Please answer these questions from the text about the band Johan:
(a) In what year did the writer go to Amsterdam?
(b) Which label did Ferry Roseboom manage?
(c) Besides the band's first three albums remastered, what does the boxed set include?

» **Page excerpt**
* Begin *
Johan: “12.5 years, 3 albums, 36 songs”

In 1996, I went from New Amsterdam to the real Amsterdam, a Manhattan music journalist drawn by tales about a new wave of Dutch indie-rock in the wake of stateside success for Bettie Seveert’s album “Palomine.” The idea that there were more bands playing guitar-charged, English-language pop songs in the Netherlands -- a distinct shift from the club tunes and Euro ballads that dominated the continent -- was enough for Billboard magazine to send a writer in search of the sounds.

It’s a cliché to fall in love with Amsterdam at first sight, but it wasn’t just the bar lights reflecting off the canals at night that got me. There was also a kind of romance in the soundtrack I happened upon. One single, Johan’s “Everybody Knows,” stuck in my head from the second Ferry Roseboom played it for me. The label manager of Excelsior Recordings sussed out our kindred-spirit love of power-pop on the way to an Excelsior show in Utrecht (featuring Johan’s brethren, the excellent, Americana-laced Daryll-Ann and punk-pop Caesar). Ferry bet I’d love the song, and I did. “Everybody Knows” hit me as a small marvel of melody and melancholy, delivered with the edge of fresh emotion in ‘60s-meets-‘90s style.

And there was more where that came from. Spinning Johan’s eponymous debut over and again, I found it had tunes for days: the great, propulsive “Not Funny Anymore (It’s)” became a new favorite, then “He’s Not There,” “Easy (It’s)” and “Porneaux.” There was range to the album, too, in the soaring, original Bowie homage “Life on Mars” and the keening guitar groove that caps “Brown Mice.” Unsung in the wider culture it may be, but “Johan” remains a power-pop classic, as addictive in 2008 as it was in 1996. And if I had good news to report in the pages of Billboard back then, this boxed set -- the band’s first three albums remastered, plus a DVD of videoclips -- points out something better: that Johan has managed to develop artistically despite the vicissitudes of the music business, building on its debut with 2001’s “Pergola” and 2006’s “THX JHN.”
* End *
» **Provided records**
* Begin *
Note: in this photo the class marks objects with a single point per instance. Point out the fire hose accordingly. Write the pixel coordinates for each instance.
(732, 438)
* End *
* Begin *
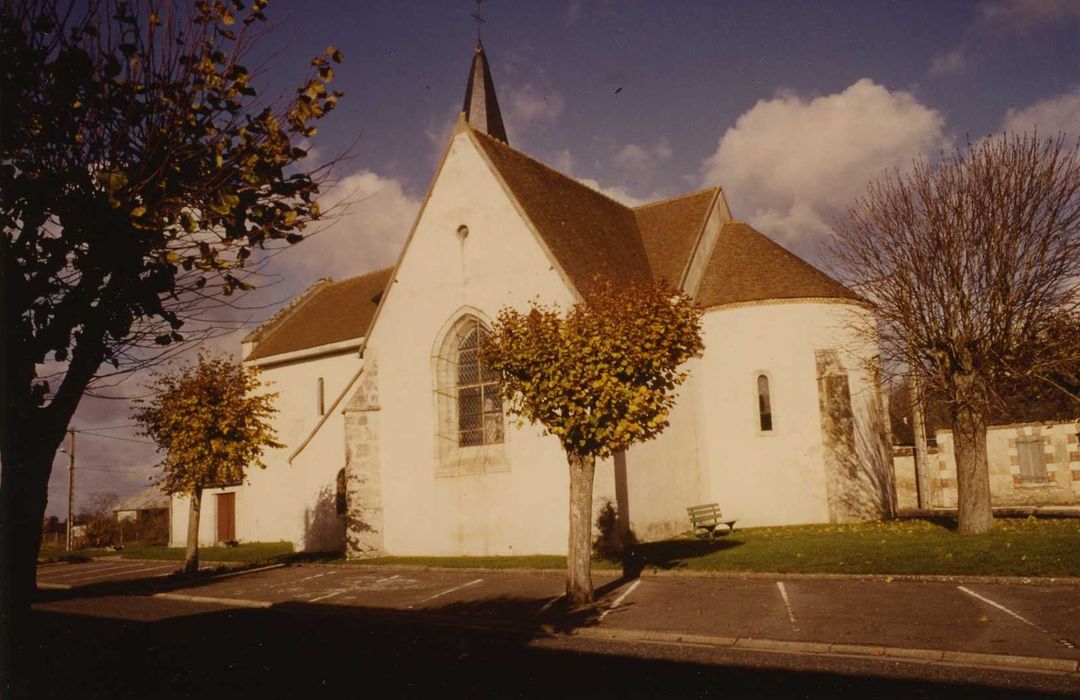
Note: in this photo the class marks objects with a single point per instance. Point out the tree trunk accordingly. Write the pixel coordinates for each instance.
* End *
» **Output for this task**
(a) 1996
(b) Excelsior Recordings
(c) A DVD of videoclips